La antigüedad en la enseñanza universitaria contemplaba dos principios equidistantes y sincrónicos: las transformaciones del aprendizaje estudiantil y las innovaciones docentes. Pero entre ambas microculturas, coexistiendo, pululaban oleadas de universitarios con sonrisas y rictus que buscaban su identidad al azar por los deambulatorios de aulas y laboratorios. Los estudiantes se calzaban con competencias que ni fluían por la piel de sus destrezas ni tenían el visaje de capacidades. 

Principios de calidad

Las estructuras universitarias ofrecían resistencias al aprendizaje y brindaban menos espontaneidad imaginativa que la propia naturaleza humana. Sentían nostalgia las universidades cuando respondían a principios de calidad y se reafirmaban en el advenimiento de la excelencia para todos los órdenes de la vida universitaria: índices de publicaciones en revistas de impacto, citaciones de investigadores, registros de patentes, percepciones de satisfacción de los miembros de un departamento, polivalencia de las habilidades de los estudiantes para los empleos emergentes. Asuntos que parecían etéreos pero que movilizaban procesos de implicación de la gente, que trataban el liderazgo como la fuerza de una proa de barco para atenerse decididamente en el rumbo de la mejora. 

La cultura de la innovación era fecunda cuando no se enmascaraba con acciones ociosas que restasen saber a la razón y a la libertad del individuo. Las capacidades de innovación de los estudiantes no se declaraban como versos de un poema. No eran solo un juego de ideas en el currículo de una materia. Representan una reconciliación con la naturaleza dinámica de la existencia que tenía su propia métrica. Una realidad que era casi cotidiana en todos los foros de la sociedad: el emprendimiento como forma de valoración de la innovación, un atributo que reflejaba las demandas de la sociedad capitalista, al margen de otras formas de desarrollo intrapersonal y cognitivo o social del individuo.

• • • •

(Enunciado del ejercicio)
¿Puedes reproducir completo y sin ninguna alteración el texto sobre la enseñanza universitaria y la innovación?

Registros de un conjunto de etiquetado de puntos:
• • • •

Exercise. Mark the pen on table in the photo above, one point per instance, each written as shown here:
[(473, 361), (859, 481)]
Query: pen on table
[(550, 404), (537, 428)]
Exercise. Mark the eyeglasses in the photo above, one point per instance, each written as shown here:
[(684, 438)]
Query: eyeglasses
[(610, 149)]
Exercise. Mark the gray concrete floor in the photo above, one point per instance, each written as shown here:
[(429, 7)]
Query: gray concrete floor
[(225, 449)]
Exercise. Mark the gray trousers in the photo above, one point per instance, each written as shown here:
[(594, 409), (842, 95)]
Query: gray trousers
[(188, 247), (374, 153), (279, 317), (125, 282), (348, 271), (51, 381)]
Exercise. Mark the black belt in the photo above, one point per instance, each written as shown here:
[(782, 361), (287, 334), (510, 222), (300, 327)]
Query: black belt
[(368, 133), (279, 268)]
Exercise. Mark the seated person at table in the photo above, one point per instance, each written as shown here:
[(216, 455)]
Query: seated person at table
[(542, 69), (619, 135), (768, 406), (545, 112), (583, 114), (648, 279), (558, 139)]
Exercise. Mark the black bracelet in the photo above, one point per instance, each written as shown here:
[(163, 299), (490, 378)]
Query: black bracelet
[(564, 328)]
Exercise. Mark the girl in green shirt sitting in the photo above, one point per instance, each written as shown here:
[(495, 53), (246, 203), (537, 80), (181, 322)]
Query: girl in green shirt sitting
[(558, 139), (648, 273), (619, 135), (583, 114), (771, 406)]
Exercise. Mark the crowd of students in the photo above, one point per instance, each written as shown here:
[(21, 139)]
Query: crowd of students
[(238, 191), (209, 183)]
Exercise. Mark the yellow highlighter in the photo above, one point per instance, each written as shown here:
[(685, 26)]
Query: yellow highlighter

• • • •

(Respuesta desarrollada)
La antigüedad en la enseñanza universitaria contemplaba dos principios equidistantes y sincrónicos: las transformaciones del aprendizaje estudiantil y las innovaciones docentes. Pero entre ambas microculturas, coexistiendo, pululaban oleadas de universitarios con sonrisas y rictus que buscaban su identidad al azar por los deambulatorios de aulas y laboratorios. Los estudiantes se calzaban con competencias que ni fluían por la piel de sus destrezas ni tenían el visaje de capacidades. 

Principios de calidad

Las estructuras universitarias ofrecían resistencias al aprendizaje y brindaban menos espontaneidad imaginativa que la propia naturaleza humana. Sentían nostalgia las universidades cuando respondían a principios de calidad y se reafirmaban en el advenimiento de la excelencia para todos los órdenes de la vida universitaria: índices de publicaciones en revistas de impacto, citaciones de investigadores, registros de patentes, percepciones de satisfacción de los miembros de un departamento, polivalencia de las habilidades de los estudiantes para los empleos emergentes. Asuntos que parecían etéreos pero que movilizaban procesos de implicación de la gente, que trataban el liderazgo como la fuerza de una proa de barco para atenerse decididamente en el rumbo de la mejora. 

La cultura de la innovación era fecunda cuando no se enmascaraba con acciones ociosas que restasen saber a la razón y a la libertad del individuo. Las capacidades de innovación de los estudiantes no se declaraban como versos de un poema. No eran solo un juego de ideas en el currículo de una materia. Representan una reconciliación con la naturaleza dinámica de la existencia que tenía su propia métrica. Una realidad que era casi cotidiana en todos los foros de la sociedad: el emprendimiento como forma de valoración de la innovación, un atributo que reflejaba las demandas de la sociedad capitalista, al margen de otras formas de desarrollo intrapersonal y cognitivo o social del individuo.